» Short problem
Copy the lines below verbatim, beginning with the line that includes "the wooden lidded" and continuing to the end; leave out everything before it.

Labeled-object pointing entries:
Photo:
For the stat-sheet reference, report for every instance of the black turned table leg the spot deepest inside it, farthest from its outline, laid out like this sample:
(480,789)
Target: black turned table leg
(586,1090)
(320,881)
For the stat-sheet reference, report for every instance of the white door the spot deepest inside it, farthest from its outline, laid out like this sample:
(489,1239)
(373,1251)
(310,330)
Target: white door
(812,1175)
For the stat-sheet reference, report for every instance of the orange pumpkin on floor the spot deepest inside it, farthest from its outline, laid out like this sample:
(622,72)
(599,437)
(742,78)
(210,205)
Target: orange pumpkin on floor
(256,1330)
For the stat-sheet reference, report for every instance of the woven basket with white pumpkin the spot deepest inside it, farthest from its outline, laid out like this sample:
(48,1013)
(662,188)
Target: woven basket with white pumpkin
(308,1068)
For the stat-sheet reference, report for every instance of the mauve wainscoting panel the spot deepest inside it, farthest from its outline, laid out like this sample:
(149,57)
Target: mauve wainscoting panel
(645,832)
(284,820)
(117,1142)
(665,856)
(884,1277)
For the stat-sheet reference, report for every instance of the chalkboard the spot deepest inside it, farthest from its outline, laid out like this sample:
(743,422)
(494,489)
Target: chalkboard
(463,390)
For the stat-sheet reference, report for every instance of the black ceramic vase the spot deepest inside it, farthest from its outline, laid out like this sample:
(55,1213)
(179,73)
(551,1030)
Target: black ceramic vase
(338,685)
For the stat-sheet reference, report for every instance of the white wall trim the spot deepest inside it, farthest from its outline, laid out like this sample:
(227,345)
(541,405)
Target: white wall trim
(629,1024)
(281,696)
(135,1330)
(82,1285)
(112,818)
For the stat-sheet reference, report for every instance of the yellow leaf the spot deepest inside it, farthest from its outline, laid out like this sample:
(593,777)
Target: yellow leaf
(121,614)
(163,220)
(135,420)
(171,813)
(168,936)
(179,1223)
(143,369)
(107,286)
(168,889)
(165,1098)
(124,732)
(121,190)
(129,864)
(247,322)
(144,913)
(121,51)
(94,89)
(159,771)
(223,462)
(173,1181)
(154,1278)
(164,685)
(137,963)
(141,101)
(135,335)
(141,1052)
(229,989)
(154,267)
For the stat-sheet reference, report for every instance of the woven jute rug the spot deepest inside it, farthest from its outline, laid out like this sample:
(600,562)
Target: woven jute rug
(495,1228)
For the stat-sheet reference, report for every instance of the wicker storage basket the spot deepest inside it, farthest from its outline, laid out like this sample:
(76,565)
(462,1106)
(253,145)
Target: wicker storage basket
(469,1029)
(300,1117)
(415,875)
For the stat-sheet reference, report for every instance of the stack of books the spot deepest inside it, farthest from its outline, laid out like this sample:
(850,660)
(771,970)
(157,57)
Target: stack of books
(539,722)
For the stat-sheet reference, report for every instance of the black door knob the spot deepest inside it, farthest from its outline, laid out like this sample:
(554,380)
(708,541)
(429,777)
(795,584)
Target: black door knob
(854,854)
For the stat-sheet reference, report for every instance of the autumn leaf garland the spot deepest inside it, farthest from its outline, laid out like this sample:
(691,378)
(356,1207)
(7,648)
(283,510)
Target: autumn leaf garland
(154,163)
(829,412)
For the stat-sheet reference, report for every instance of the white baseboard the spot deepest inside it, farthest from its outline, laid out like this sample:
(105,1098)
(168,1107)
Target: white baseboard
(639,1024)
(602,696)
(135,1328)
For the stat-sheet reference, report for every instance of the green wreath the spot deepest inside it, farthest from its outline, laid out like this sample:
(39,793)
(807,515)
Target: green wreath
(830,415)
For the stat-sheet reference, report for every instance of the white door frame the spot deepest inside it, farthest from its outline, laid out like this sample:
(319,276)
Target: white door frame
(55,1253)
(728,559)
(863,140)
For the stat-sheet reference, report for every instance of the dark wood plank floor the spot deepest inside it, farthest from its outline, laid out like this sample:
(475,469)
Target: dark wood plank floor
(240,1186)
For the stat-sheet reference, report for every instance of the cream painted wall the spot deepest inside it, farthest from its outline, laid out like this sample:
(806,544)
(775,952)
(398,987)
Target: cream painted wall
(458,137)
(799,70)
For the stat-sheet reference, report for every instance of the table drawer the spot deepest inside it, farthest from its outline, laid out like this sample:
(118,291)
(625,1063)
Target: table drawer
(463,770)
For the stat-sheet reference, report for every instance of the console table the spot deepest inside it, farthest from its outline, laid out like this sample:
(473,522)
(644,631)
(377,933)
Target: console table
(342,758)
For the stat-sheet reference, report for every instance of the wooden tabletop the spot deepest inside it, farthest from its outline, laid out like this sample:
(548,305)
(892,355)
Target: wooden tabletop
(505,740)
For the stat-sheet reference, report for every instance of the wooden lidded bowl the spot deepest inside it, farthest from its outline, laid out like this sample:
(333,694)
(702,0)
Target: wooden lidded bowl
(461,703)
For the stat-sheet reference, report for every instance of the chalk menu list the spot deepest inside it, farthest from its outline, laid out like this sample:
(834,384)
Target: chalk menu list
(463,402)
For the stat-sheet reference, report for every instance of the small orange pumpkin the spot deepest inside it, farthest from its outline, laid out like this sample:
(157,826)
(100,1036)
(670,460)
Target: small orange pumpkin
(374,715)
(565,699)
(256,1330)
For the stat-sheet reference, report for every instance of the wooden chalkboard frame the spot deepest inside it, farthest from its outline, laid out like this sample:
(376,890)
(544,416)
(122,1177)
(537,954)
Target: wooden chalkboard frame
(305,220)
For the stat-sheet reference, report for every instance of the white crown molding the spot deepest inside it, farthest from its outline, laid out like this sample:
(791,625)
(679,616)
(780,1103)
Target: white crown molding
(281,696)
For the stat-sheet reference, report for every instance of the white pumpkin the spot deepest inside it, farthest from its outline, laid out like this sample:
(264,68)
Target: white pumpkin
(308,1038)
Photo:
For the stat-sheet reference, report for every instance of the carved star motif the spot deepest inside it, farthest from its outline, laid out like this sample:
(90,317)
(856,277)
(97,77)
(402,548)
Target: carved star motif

» Task result
For the stat-sheet reference, report for every instance of the wooden lidded bowl the spot deepest inside it, farthest from its outline, laid out like this sample:
(333,694)
(702,0)
Target: wooden lidded bowl
(461,703)
For the stat-sheet reference, report for every instance of the chalk menu list the spot deepest inside it, farthest from its outline, laid out like this sample:
(834,384)
Target: chalk menu list
(463,402)
For the stat-sheet reference, report for every instance of the small orange pumpkin the spot deepest inside it, farthest from its outline, laid out like this sample:
(157,826)
(100,1036)
(670,460)
Target: small orange pumpkin
(374,715)
(565,699)
(256,1330)
For the stat-sheet reference, report for every instance of the wooden chalkboard frame the spot deepest inside it, farthest from its outline, laid out like this sample:
(376,890)
(544,416)
(122,1177)
(537,954)
Target: wooden chalkboard frame
(305,220)
For the stat-sheet reference, report for every instance of the white crown molding the spot deepest inside it, farthest from its outline, laid out like this sample:
(791,625)
(679,616)
(780,1103)
Target: white crown molding
(281,696)
For the stat-sheet reference, report for every instance of the white pumpkin the spot deepest inside it, farthest from its outline, laid out like this sample:
(264,68)
Target: white pumpkin
(308,1038)
Photo:
For the stat-sheet reference, report for every instance of the carved star motif the spot deepest inside it, farthest from its outline, laid out like this sample:
(90,317)
(856,277)
(97,77)
(402,548)
Target: carved star motif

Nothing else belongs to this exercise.